> **WHAT IS REQUIRED**
Reproduce the following data verbatim, omitting the pictures.
::::::
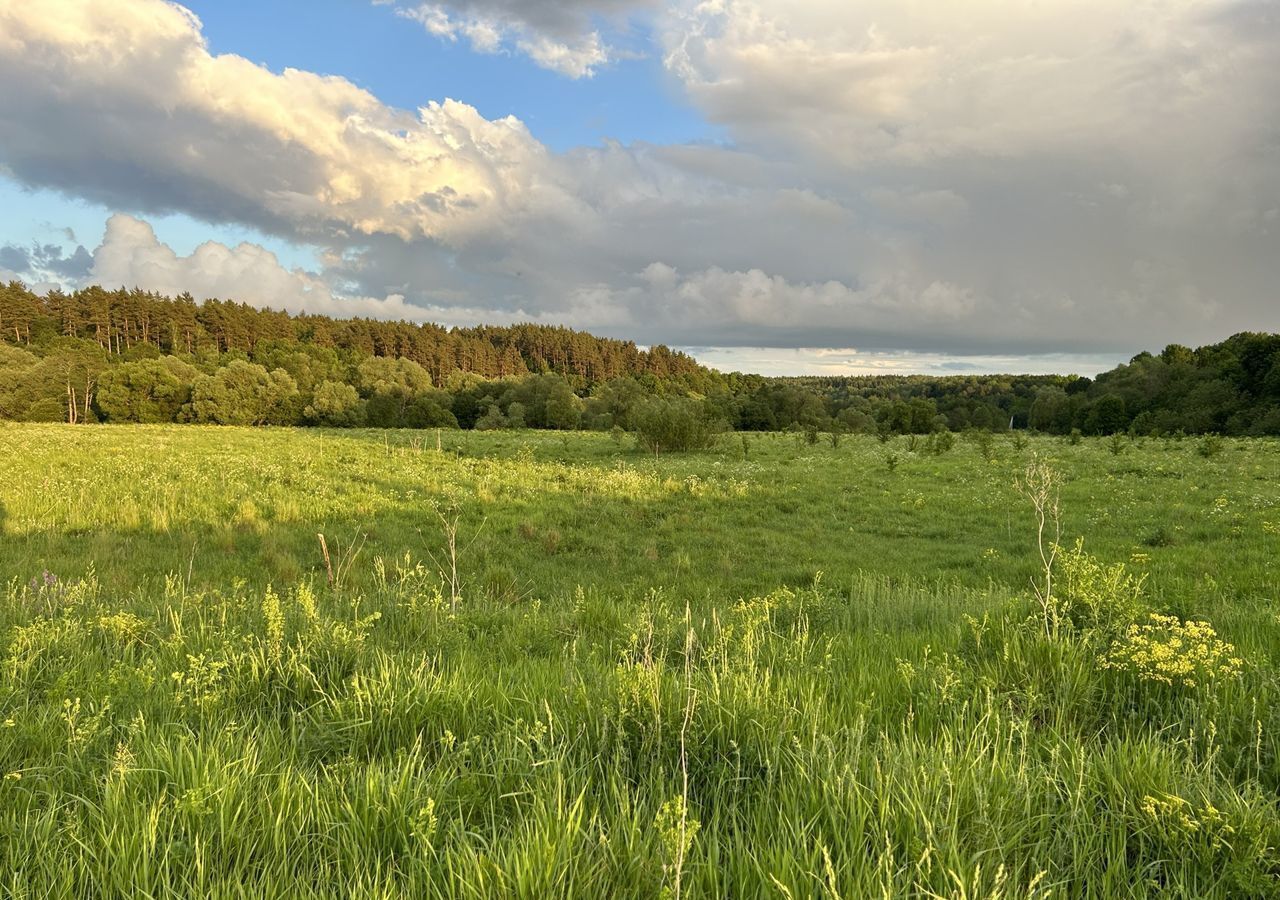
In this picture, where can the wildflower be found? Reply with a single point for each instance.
(1171, 652)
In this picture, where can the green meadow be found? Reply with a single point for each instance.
(777, 668)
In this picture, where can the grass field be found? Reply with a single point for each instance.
(769, 670)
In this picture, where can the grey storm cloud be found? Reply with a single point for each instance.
(45, 263)
(1074, 178)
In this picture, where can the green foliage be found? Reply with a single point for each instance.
(147, 391)
(676, 425)
(334, 403)
(187, 708)
(242, 393)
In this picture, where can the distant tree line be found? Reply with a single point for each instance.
(131, 356)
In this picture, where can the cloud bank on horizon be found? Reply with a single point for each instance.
(1014, 179)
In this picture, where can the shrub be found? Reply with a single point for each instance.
(677, 424)
(1173, 652)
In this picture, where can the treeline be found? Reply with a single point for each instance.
(131, 323)
(129, 356)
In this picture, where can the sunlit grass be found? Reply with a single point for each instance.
(795, 674)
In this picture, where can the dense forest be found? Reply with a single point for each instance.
(131, 356)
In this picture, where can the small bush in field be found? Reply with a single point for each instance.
(1169, 650)
(677, 424)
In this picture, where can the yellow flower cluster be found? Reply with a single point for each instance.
(1173, 652)
(1174, 813)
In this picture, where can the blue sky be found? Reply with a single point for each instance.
(809, 187)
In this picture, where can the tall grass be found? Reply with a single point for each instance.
(181, 722)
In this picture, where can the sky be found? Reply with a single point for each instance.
(784, 187)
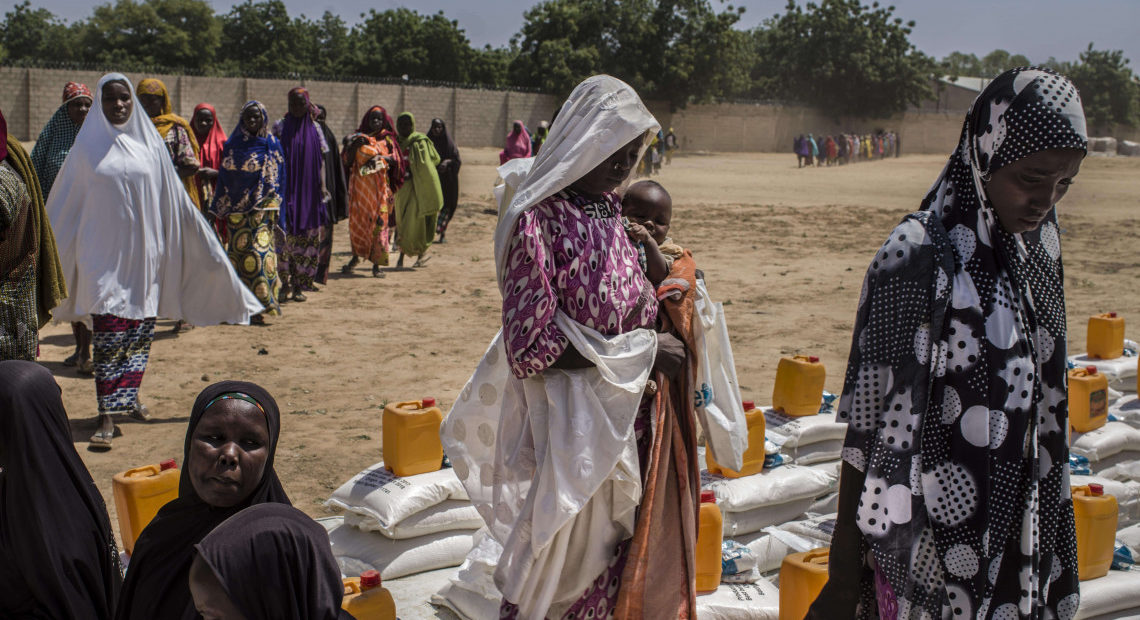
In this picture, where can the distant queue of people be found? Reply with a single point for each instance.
(844, 148)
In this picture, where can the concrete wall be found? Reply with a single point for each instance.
(482, 117)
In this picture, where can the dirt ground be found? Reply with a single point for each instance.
(783, 249)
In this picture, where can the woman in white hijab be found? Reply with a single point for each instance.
(546, 434)
(133, 247)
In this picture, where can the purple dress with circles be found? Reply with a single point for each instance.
(570, 252)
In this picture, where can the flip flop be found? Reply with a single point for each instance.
(102, 439)
(139, 412)
(86, 368)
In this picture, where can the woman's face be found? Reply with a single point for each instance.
(203, 122)
(251, 120)
(375, 121)
(210, 597)
(1025, 192)
(152, 104)
(78, 109)
(228, 453)
(298, 106)
(116, 103)
(610, 173)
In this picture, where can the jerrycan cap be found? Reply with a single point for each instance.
(369, 579)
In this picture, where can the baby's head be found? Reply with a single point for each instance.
(649, 204)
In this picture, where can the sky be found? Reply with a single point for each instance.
(1037, 29)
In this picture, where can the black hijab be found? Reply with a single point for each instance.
(276, 564)
(445, 145)
(157, 578)
(57, 553)
(334, 173)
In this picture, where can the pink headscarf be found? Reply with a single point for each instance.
(518, 144)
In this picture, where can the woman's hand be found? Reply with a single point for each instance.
(670, 355)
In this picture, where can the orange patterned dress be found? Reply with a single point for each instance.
(371, 200)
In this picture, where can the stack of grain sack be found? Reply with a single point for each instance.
(401, 525)
(1105, 455)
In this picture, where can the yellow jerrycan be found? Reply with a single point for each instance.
(799, 385)
(709, 537)
(1088, 399)
(801, 577)
(366, 600)
(139, 494)
(410, 437)
(1096, 530)
(754, 454)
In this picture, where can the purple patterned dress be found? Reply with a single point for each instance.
(571, 253)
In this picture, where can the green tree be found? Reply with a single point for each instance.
(1109, 91)
(35, 34)
(404, 42)
(170, 33)
(490, 66)
(678, 50)
(846, 58)
(261, 38)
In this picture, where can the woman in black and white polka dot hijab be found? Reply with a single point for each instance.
(955, 474)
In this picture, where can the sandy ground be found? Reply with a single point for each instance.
(783, 249)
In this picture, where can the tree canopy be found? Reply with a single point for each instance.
(840, 56)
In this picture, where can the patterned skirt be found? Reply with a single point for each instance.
(121, 350)
(302, 251)
(251, 249)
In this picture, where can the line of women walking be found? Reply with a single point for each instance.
(844, 148)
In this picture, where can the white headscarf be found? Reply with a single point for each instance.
(601, 115)
(131, 243)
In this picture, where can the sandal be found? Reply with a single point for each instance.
(102, 439)
(139, 412)
(86, 367)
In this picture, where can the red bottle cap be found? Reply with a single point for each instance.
(369, 579)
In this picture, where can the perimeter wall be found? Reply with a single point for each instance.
(474, 116)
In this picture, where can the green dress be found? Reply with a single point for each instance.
(418, 201)
(18, 323)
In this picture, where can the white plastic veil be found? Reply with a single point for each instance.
(601, 115)
(131, 243)
(551, 462)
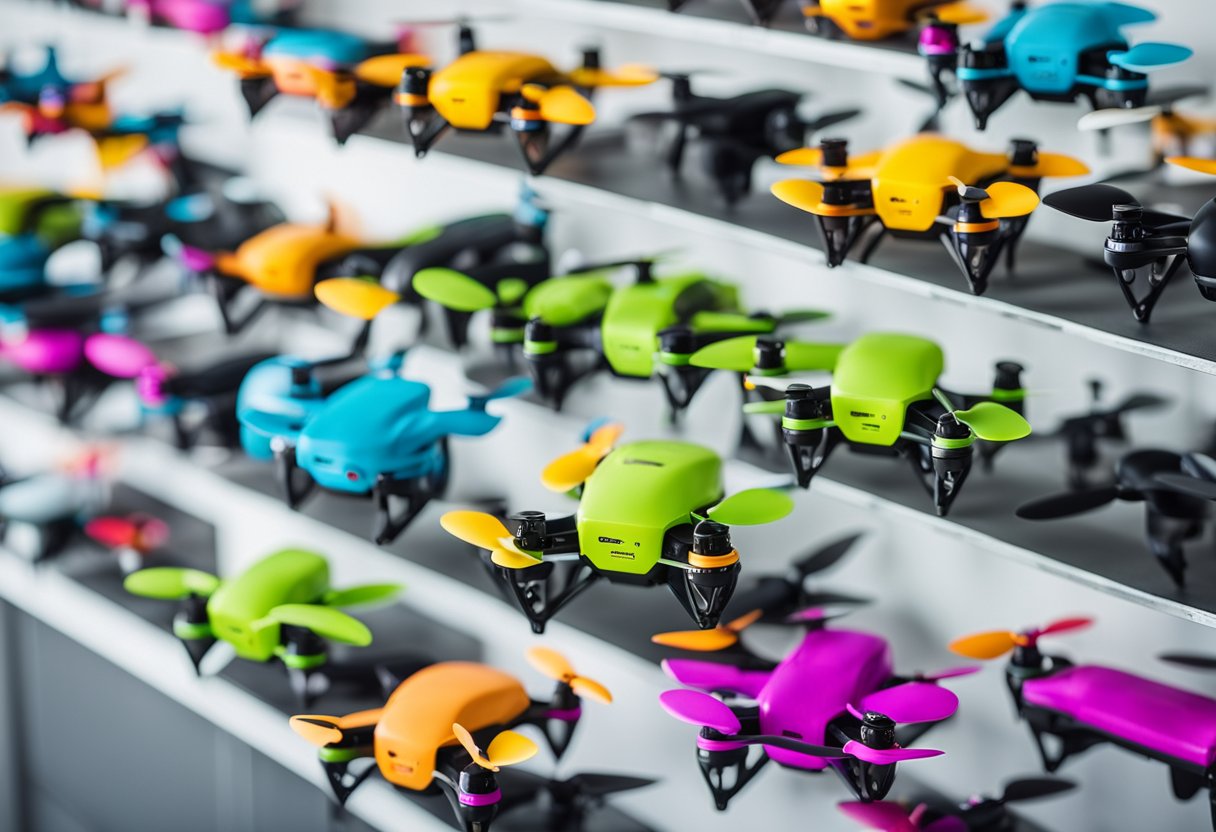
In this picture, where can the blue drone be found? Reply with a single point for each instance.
(369, 433)
(1058, 52)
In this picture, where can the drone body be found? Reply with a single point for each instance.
(924, 187)
(1060, 51)
(647, 516)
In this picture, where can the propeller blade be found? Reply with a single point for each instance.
(994, 422)
(1192, 163)
(1008, 200)
(1067, 504)
(887, 755)
(754, 506)
(319, 730)
(353, 596)
(701, 709)
(454, 290)
(882, 815)
(572, 470)
(118, 355)
(170, 583)
(358, 297)
(1090, 202)
(1031, 788)
(985, 645)
(912, 702)
(325, 622)
(1149, 56)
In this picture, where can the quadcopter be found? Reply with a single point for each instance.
(649, 512)
(281, 608)
(1142, 239)
(736, 131)
(977, 814)
(924, 187)
(833, 703)
(375, 436)
(1058, 51)
(349, 78)
(451, 726)
(574, 325)
(883, 399)
(55, 502)
(485, 90)
(1070, 708)
(1175, 489)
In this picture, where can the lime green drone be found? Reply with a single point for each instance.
(576, 324)
(883, 397)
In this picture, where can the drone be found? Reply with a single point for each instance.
(485, 90)
(1058, 51)
(451, 726)
(281, 608)
(1175, 489)
(375, 436)
(833, 703)
(883, 394)
(349, 78)
(1080, 706)
(649, 512)
(924, 187)
(55, 502)
(977, 814)
(580, 322)
(1142, 239)
(736, 131)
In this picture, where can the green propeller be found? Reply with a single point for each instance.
(752, 507)
(326, 622)
(170, 583)
(353, 596)
(742, 355)
(988, 420)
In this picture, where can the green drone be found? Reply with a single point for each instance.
(580, 322)
(883, 398)
(280, 608)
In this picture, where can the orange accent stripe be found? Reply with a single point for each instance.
::::::
> **SOLUTION FOR THIS EXERCISE**
In this picture, where can the wildflower be found? Reply with a single point for each instance.
(1171, 652)
In this picture, where can the green meadow be found? Reply with a single point for each instance.
(777, 668)
In this picture, where can the grass field be found? Reply with a single point for each instance.
(769, 670)
In this picture, where can the grey storm cloud be found? Reply with a single point for each instance.
(45, 263)
(1074, 178)
In this picture, where can the green foliage be found? Reply with a single point for each instance.
(147, 391)
(676, 425)
(334, 403)
(187, 708)
(242, 393)
In this picture, where can the distant tree line be found? Reply with a single point for each instance.
(131, 356)
In this picture, where can the cloud bank on horizon be found? Reply with a single point for each instance.
(1014, 179)
In this picture, where can the shrub be found? Reply with a single point for each instance.
(677, 424)
(1173, 652)
In this picture, where can the treeline be found? Reply with a single point for each instance.
(131, 323)
(129, 356)
In this picture, where can the sunlit grass be found? Reply with a single point for each instance.
(795, 674)
In this picture, where can the dense forest be found? Reply with a single point for each instance.
(131, 356)
In this picture, where can the small bush in field be found? Reply with a single point for each instance.
(1169, 650)
(677, 424)
In this picture, where can the yellow flower cluster be found? Reply with a single point for each instance.
(1173, 652)
(1174, 813)
In this picture, where can the blue sky be found? Reply with a single point for each instance.
(809, 187)
In this picture, where can the tall grass be found? Reply with a single point for each instance.
(181, 722)
In this picture, where can the sky be found? Reply with a single point for each instance.
(784, 187)
In this picture, where can the distant queue of people be found? Reply with a single point for each instance.
(844, 148)
In this picture, where can the concrete wall be found? Reply with a single point for each instance.
(482, 117)
In this picture, where can the dirt ground be found? Reply with a single point for each instance.
(783, 249)
In this picture, where can the woman in white hijab be found? Reply with a single point for each instance.
(546, 434)
(133, 247)
In this picture, where can the purple dress with circles be found? Reply with a single point for each instance.
(570, 252)
In this picture, where can the flip flop be found? Reply with a single point for each instance.
(102, 439)
(139, 412)
(86, 368)
In this picture, where can the woman's face be found? Reply with a single point for each instance.
(203, 122)
(251, 120)
(375, 121)
(210, 597)
(1025, 192)
(152, 104)
(78, 109)
(228, 453)
(298, 106)
(116, 103)
(610, 173)
In this picture, where can the jerrycan cap be found? Reply with a single point for each instance.
(369, 579)
In this picture, where can the baby's head be found? Reply with a single point for each instance.
(649, 204)
In this picture, where can the sky be found? Reply with a single point for each instance.
(1037, 29)
In this picture, where can the black hijab be found? Reply with a single point for each instance.
(276, 564)
(445, 145)
(157, 578)
(57, 553)
(334, 173)
In this picture, where can the pink headscarf be found? Reply with a single point for each instance.
(518, 144)
In this picture, where can the woman's hand be found? Reply with a single point for each instance.
(670, 355)
In this picture, where can the orange patterned dress be found? Reply with a single point for each instance.
(371, 200)
In this picture, where can the stack of grain sack be found? Reply with a single point for each instance.
(401, 525)
(1105, 455)
In this picture, where can the yellow jerrycan be found? Reply with a single point for each instance.
(799, 385)
(709, 537)
(1088, 399)
(801, 577)
(366, 600)
(139, 494)
(410, 437)
(1096, 530)
(754, 454)
In this picture, where can the purple patterned dress be found? Reply with a single point for each instance.
(571, 253)
In this picture, where can the green tree be found? Reply with a single point for each instance.
(1109, 91)
(35, 34)
(404, 42)
(170, 33)
(490, 66)
(678, 50)
(846, 58)
(261, 38)
In this picture, where can the woman in black and white polka dot hijab be found? Reply with a single point for each instance.
(955, 474)
In this picture, where can the sandy ground be found? Reply with a single point for each instance.
(783, 249)
In this picture, where can the tree canopy be found? Reply with a single point for each instance.
(840, 56)
In this picture, where can the patterned skirt be found? Reply with a single point for each instance.
(121, 350)
(302, 251)
(251, 249)
In this picture, where can the line of women walking be found? Reply with a single point for each instance.
(844, 148)
In this picture, where can the white headscarf be found? Reply with a single point for each instance.
(601, 115)
(131, 243)
In this picture, where can the sandal be found? Reply with a single point for each instance.
(102, 439)
(139, 412)
(86, 367)
In this picture, where can the red bottle cap be found? Reply with a single point for each instance.
(369, 579)
In this picture, where can the perimeter wall be found? Reply with a single point for each instance.
(474, 116)
In this picture, where can the green dress be found? Reply with a single point for each instance.
(418, 201)
(18, 323)
In this picture, where can the white plastic veil be found? Reply with a single point for each instance.
(601, 115)
(131, 243)
(551, 462)
In this picture, where can the blue drone be found? Reply with a single point for each instance.
(369, 433)
(1058, 52)
In this picture, where can the drone body be found? Reply with a single point for each instance.
(924, 187)
(1060, 51)
(647, 516)
In this picture, where can the propeller blade be found? Reply with a single point for each instance.
(994, 422)
(1192, 163)
(1008, 200)
(1067, 504)
(887, 755)
(754, 506)
(319, 730)
(353, 596)
(701, 709)
(454, 290)
(882, 815)
(572, 470)
(118, 355)
(170, 583)
(358, 297)
(1090, 202)
(1031, 788)
(985, 645)
(912, 702)
(325, 622)
(1149, 56)
In this picture, where can the quadcopter be found? Reply with a single point for each instance.
(649, 512)
(281, 608)
(1142, 239)
(736, 131)
(977, 814)
(924, 187)
(833, 703)
(375, 436)
(1058, 51)
(349, 78)
(451, 726)
(574, 325)
(883, 399)
(55, 502)
(485, 90)
(1070, 708)
(1175, 489)
In this picture, where can the lime green drone be found? Reply with a single point for each instance.
(576, 324)
(883, 397)
In this picture, where can the drone be found? Reply with a single point for each instance.
(485, 90)
(1058, 51)
(451, 726)
(281, 608)
(1175, 489)
(375, 436)
(833, 703)
(883, 394)
(349, 78)
(1080, 706)
(649, 512)
(924, 187)
(55, 502)
(977, 814)
(580, 322)
(1142, 239)
(736, 131)
In this picture, where can the green propeller be found? Reply with a single point for each instance.
(752, 507)
(326, 622)
(170, 583)
(353, 596)
(742, 355)
(988, 420)
In this picture, where can the green drone be found? Reply with a single point for each instance.
(580, 322)
(883, 398)
(280, 608)
In this picture, where can the orange accent stripe be found? Reply with a single point for each instance.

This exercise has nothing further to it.